**Work task**
Omit the images and reproduce the rest of the entries exactly.

Records from a data source:
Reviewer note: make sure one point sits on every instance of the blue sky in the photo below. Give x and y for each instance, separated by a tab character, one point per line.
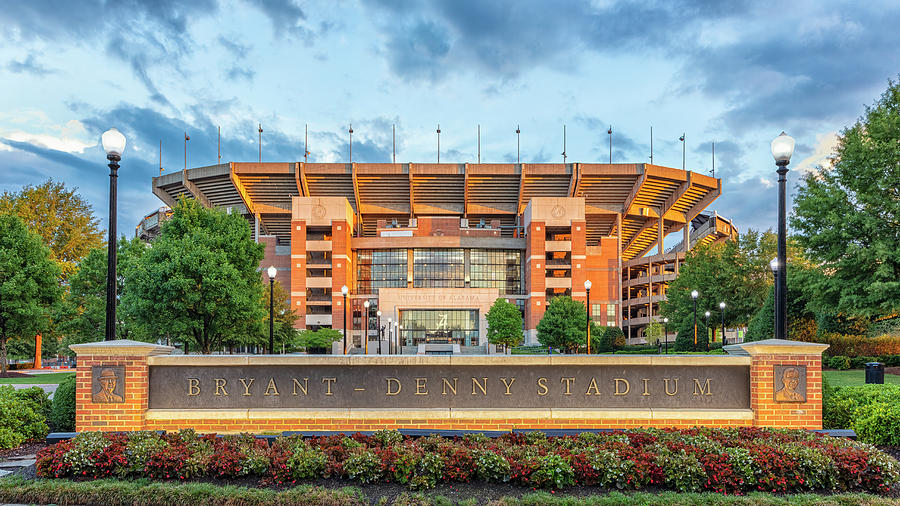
737	73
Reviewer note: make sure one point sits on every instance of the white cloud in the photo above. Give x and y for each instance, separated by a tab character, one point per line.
821	157
70	138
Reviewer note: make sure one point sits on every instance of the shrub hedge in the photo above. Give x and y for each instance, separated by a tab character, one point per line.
23	415
873	411
62	414
733	460
860	345
843	363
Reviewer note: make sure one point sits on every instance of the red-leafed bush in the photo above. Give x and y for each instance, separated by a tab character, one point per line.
729	461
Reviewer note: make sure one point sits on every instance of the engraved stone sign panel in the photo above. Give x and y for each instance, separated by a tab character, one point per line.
107	384
449	386
790	383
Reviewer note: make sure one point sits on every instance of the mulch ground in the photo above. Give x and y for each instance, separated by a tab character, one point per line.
14	374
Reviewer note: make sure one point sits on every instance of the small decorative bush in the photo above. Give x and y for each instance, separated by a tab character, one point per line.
364	466
62	414
23	415
731	461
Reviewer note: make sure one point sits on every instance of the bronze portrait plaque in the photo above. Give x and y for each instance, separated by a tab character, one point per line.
790	383
500	386
107	384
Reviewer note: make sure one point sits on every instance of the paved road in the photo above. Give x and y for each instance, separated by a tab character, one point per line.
47	388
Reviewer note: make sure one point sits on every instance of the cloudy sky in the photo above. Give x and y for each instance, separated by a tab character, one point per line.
737	73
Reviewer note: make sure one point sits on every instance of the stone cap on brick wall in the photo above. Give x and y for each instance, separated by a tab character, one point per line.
121	347
776	347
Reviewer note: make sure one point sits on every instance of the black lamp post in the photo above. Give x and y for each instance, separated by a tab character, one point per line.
366	333
344	292
666	326
722	308
774	266
706	331
380	330
694	295
272	271
390	341
782	149
114	144
587	289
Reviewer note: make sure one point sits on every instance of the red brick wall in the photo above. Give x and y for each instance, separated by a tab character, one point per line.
767	412
298	270
283	424
128	415
534	275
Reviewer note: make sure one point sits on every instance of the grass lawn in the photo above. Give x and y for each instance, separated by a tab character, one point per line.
855	377
145	492
38	379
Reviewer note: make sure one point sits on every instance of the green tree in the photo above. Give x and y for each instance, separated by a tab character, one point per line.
848	218
285	317
504	324
82	314
317	339
734	272
563	325
29	283
63	219
684	341
199	281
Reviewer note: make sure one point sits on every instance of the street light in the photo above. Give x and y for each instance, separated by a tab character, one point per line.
722	308
366	333
272	271
587	288
114	144
694	295
666	325
344	292
380	329
782	149
706	331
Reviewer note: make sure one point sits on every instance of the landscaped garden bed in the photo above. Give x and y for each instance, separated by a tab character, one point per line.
729	461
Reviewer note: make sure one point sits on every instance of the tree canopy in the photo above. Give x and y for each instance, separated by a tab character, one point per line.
82	314
29	283
504	324
200	281
563	325
847	216
61	217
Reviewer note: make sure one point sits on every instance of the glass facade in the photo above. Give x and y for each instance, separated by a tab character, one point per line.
380	269
439	326
500	269
439	268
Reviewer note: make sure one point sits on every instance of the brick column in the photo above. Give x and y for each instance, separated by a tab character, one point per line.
112	383
785	382
298	271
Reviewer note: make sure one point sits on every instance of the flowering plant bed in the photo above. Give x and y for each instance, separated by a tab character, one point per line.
731	461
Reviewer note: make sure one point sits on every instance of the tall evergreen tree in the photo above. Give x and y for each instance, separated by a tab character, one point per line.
29	283
200	281
847	216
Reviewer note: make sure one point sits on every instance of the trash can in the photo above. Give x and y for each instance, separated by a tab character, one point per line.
874	373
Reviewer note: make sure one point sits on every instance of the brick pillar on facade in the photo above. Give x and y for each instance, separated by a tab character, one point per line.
298	271
535	273
340	272
774	398
579	260
112	384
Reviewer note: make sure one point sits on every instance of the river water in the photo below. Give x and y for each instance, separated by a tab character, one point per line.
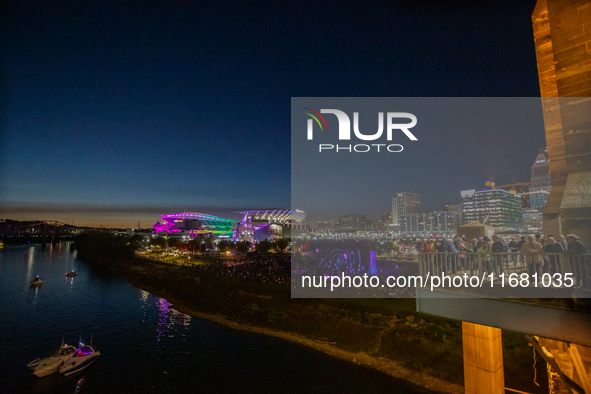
145	344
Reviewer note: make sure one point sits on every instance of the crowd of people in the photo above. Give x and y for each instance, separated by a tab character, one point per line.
265	268
537	253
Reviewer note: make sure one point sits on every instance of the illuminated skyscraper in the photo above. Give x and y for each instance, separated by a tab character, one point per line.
404	203
540	180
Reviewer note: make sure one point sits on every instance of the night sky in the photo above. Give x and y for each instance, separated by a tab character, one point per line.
113	112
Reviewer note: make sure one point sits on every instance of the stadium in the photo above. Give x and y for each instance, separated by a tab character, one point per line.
192	224
269	224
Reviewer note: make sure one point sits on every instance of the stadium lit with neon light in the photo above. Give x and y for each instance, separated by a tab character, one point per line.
193	224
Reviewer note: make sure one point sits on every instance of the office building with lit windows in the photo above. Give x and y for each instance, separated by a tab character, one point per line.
540	181
429	223
404	203
498	208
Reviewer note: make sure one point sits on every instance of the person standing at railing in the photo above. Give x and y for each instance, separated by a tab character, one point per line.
441	258
498	247
561	240
485	250
552	263
531	254
575	252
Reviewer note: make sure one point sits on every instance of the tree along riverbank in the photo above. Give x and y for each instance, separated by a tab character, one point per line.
385	334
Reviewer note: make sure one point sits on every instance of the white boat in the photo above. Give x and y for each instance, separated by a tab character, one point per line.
49	365
84	357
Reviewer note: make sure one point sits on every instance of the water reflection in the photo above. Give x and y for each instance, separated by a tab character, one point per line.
30	262
145	344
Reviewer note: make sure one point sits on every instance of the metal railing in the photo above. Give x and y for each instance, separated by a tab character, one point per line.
503	265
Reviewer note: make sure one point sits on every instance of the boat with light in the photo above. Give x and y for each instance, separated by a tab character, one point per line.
85	356
49	365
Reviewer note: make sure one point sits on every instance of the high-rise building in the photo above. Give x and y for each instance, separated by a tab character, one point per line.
429	223
498	208
451	207
404	203
326	226
540	181
532	221
352	222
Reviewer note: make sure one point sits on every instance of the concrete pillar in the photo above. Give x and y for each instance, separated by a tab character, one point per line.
483	359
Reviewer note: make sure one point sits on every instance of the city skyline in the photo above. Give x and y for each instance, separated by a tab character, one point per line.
114	115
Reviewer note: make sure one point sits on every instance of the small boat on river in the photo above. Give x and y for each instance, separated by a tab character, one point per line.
85	356
50	365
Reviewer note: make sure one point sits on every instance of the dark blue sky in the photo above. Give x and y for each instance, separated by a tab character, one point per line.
166	105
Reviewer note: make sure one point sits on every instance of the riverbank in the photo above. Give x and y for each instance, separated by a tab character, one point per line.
387	335
134	272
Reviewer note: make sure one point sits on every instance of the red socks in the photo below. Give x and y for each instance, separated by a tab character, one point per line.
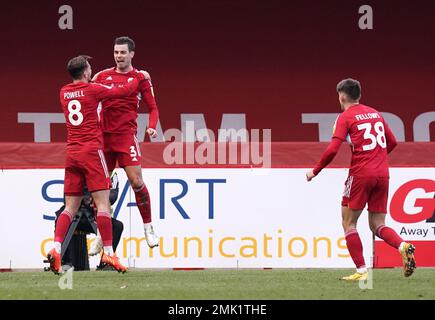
104	222
389	236
354	246
62	226
143	203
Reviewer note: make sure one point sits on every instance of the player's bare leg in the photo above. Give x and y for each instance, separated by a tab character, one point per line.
54	256
134	174
354	245
104	222
406	250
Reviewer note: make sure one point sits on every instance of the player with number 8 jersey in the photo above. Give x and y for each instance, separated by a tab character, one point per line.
85	163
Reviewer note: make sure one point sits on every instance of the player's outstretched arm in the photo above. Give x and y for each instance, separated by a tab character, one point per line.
327	156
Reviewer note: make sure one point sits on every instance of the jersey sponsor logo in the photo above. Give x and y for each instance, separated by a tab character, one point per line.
409	196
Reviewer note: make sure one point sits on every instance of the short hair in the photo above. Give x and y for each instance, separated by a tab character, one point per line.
351	87
77	65
126	40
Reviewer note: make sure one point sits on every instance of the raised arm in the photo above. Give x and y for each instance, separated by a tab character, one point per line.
339	135
107	92
390	138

**Result of the exercise**
Reviewer note: make sure one point sits on every instance of the blue sky in the photo below. Give x and y for each instance, separated by a tab character, one point per line.
737	73
Reviewer note: make sure one point sits on every instance of the white cloud in the photo above. Give x and y for each instance, separated by a tab character, one point per line.
821	157
70	138
Reviewer note: make sure one point sits on every instance of the shrub hedge in the photo above. Give x and y for each instance, separated by a tab character, one point per line.
23	415
873	411
62	414
733	460
860	345
843	363
Reviewer note: make sure one point sits on every instance of the red-leafed bush in the photo above. Give x and y for each instance, separated by a tab character, one point per line.
729	461
Reviewer note: make sure one point sits on every instance of the engraved stone sign panel in the photo above. Give x and y for each instance, separated by a tab character, one point per line.
107	384
449	386
790	383
Reviewer note: make sure one point sits on every instance of the mulch ground in the photo above. Give x and y for each instance, separated by a tab character, one point per line.
14	374
Reviewer note: make sure one point sits on every instance of the small decorative bush in the photo above. Give x and y for each instance, separated by a tab character, one point per line.
364	466
62	414
23	415
731	461
Reviewer note: make sure one point sits on every instance of the bronze portrait plaque in the photo above. Give x and y for each instance, separated by a tab character, one point per line.
790	383
500	386
107	384
Reviewer note: make sure one point sits on every instance of the paved road in the photo above. Give x and y for each instance, separated by a tab character, one point per line.
47	388
Reviewer note: make sure one point sits on every instance of the cloudy sky in the photo above. Give x and y for each instance, separated by a tab character, one point per line.
737	73
Reviewer note: make sure one point sits on every instance of the stone cap on brick wall in the photo above. Give x and y for each instance, separated by a tab character, one point per line.
121	347
776	347
Reviewer note: make sure one point sits on every instance of the black lamp post in the photo above. Give x and y for each instance, separated by a tab character, one point per line.
366	333
344	292
666	326
722	308
774	266
706	331
380	330
694	295
272	271
390	341
782	149
114	144
587	289
Reviewer note: make sure one point sits on every instance of the red brick wall in the photo above. Give x and y for each instance, separated by a tab character, one point per line.
767	412
298	270
283	424
128	415
534	275
Reviewer note: make sure one point sits on every instance of the grass lawn in the photo above. Give x and y for each instance, separated by a tab character, one point per line.
855	377
145	492
38	379
Reviewer note: make sure one point sits on every instance of the green tree in the photo above. Give x and y for each instance, separated by a tab character, one point per line.
848	218
285	317
504	324
82	314
317	339
734	272
563	325
29	283
63	219
684	341
199	281
Reviewer note: make sure one point sits on every instance of the street light in the photo above. Give x and y for each instance, separated by a tab character, one point per line.
722	308
366	333
272	271
587	288
114	144
694	295
666	325
344	292
380	329
782	149
706	331
Reviewer note: make sure one point sits on every instance of the landscaped garden bed in the photo above. Give x and y for each instance, separated by a tab character, one point per line.
729	461
Reviewer note: make sure one point sits on every instance of the tree canopy in the photo above. Give x and y for each instance, separated by a tab character, one point per line.
82	314
29	283
504	324
200	281
563	325
847	216
61	217
Reviewer note: make sure one point sits on every instance of the glass facade in the photo above. Give x and y for each instance, separated by a tab character, one point per line.
380	269
439	326
500	269
439	268
Reviewer note: make sure one point sits on every instance of the brick column in the photo above. Give x and y for each instance, separated by a tab character, one point per line.
112	383
785	382
298	271
Reviewer note: make sure one point sits on every instance of the flowering plant bed in the photo above. Give x and y for each instance, separated by a tab character, one point per line.
731	461
Reviewer note: make sure one point sits on every instance of the tall evergreen tree in the photo above. Give x and y for each instance, separated by a tab character, one point per line.
29	283
200	281
847	216
Reviewer note: make sure one point sits on every instance of the trash can in the photo above. Give x and y for each instance, separated by a tab character, one point per line.
874	373
Reviewer note: make sure one point sits on every instance of the brick pillar on facade in the photo above. Give x and y for each instance, separated by a tab character, one point per line.
298	271
535	273
340	272
774	398
579	260
112	384
Reviewer note: make sure one point sits on every instance of the river water in the photo below. Give x and y for each instance, separated by a tab character, one point per line.
145	344
Reviewer note: make sure one point sits on every instance of the crowd of people in the photo above. Give x and y for each instance, separated by a tab character, one point per line.
265	268
537	253
Reviewer note: make sure one point sits on every instance of the illuminated skyscraper in the photo above. Give x and y for each instance, separated by a tab character, one point per line.
404	203
540	180
Reviewer note: make sure one point sits on every instance of the night sky in the photo above. Give x and y for each instance, separated by a tab character, one point per line.
113	112
Reviewer note: make sure one point sits on every instance of the stadium in the photo above. Give x and y for each instance, separated by a tab character, one point per line.
192	224
269	224
Reviewer note: make sure one point sits on every instance of the stadium lit with neon light in the photo above. Give x and y for each instance, separated by a tab character, one point per line.
193	224
Reviewer note: make sure one point sits on every instance of the office building with lit windows in the photo above. Give x and y for each instance, separated by a tab character, one point per line.
540	181
429	223
404	203
498	208
Reviewer note: make sure one point sits on every instance of the person standing at railing in the photo above. Give x and y for each instance, separated by a tab character, one point per line.
441	258
498	247
561	240
485	250
552	263
531	254
575	252
Reviewer note: make sure one point sits on every instance of the tree along riverbank in the photo above. Give x and y for each instance, separated by a tab character, one point per line.
385	334
Reviewer note: make sure one point sits on every instance of the white boat in the photo above. Give x and y for each instance, separated by a tab character, one point per line.
49	365
84	357
Reviewer note: make sure one point sits on every instance of the water reflection in the photo above. Give x and y for each instance, separated by a tab character, one point per line.
30	262
145	344
Reviewer note: make sure one point sits on every instance of the metal railing in the photo above. Give x and y for each instance, separated by a tab character, one point per line.
503	265
Reviewer note: make sure one point sits on every instance of the boat with light in the photo above. Give x and y for each instance, separated by a tab character, one point per line.
85	356
49	365
Reviewer note: make sure one point sits on every instance of the high-rise building in the photo above. Give x and y for each instance, separated by a tab character, one point per line.
429	223
498	208
451	207
404	203
326	226
540	181
532	221
352	222
Reviewer note: make sure one point sits on every instance of the concrete pillar in the photo above. Give x and y for each instance, separated by a tab character, one point per line.
483	359
Reviewer note: make sure one point sits on every instance of the city skyline in the photo above. Give x and y for each instance, separated by a tab character, one point per line.
114	115
Reviewer note: make sure one point sits on every instance of the small boat on river in the photo above. Give x and y for each instance, separated by a tab character, one point per line.
85	356
50	365
Reviewer note: make sure one point sits on every instance of the dark blue sky in the photo above. Give x and y for each instance, separated by a tab character, one point per line.
166	105
Reviewer note: make sure one point sits on every instance of the riverbank in the photo above. Give x and y for each instance, separated by a tab character, one point per line.
387	335
134	272
Reviewer note: make sure one point sits on every instance of the red socks in the photo below. Give x and y for each instance, separated by a tab character, one point per line.
104	222
389	236
354	246
62	226
143	203
Reviewer note: make sure one point sits on every instance of the player's bare leg in the photo above. Give x and y for each instance, separated by a tab character, one point per line.
54	256
134	174
354	245
104	222
406	250
Reviewer note: make sure one point sits on every instance of the player with number 8 jersey in the photo above. Give x and y for each instance, separated by a tab character, one point per line.
85	163
Reviewer note: make sure one point sits on every instance of the player's outstretched arm in the photo above. Give x and y for each instance, separated by a tab character, one point per line.
327	156
Reviewer note: make sure one point sits on every instance of the jersey sponsor logo in the photo above. Give x and y for each instance, separated by a tab character, one point per line.
409	196
Reviewer note: make sure one point sits on every instance of the short hair in the photo above. Give x and y for each instance, separated by a tab character, one point per line.
351	87
77	65
126	40
Reviewer note: make sure one point sits on every instance of the raised arm in the photo above. Give x and y for each instance, separated by a tab character, one point per line.
339	135
107	92
390	138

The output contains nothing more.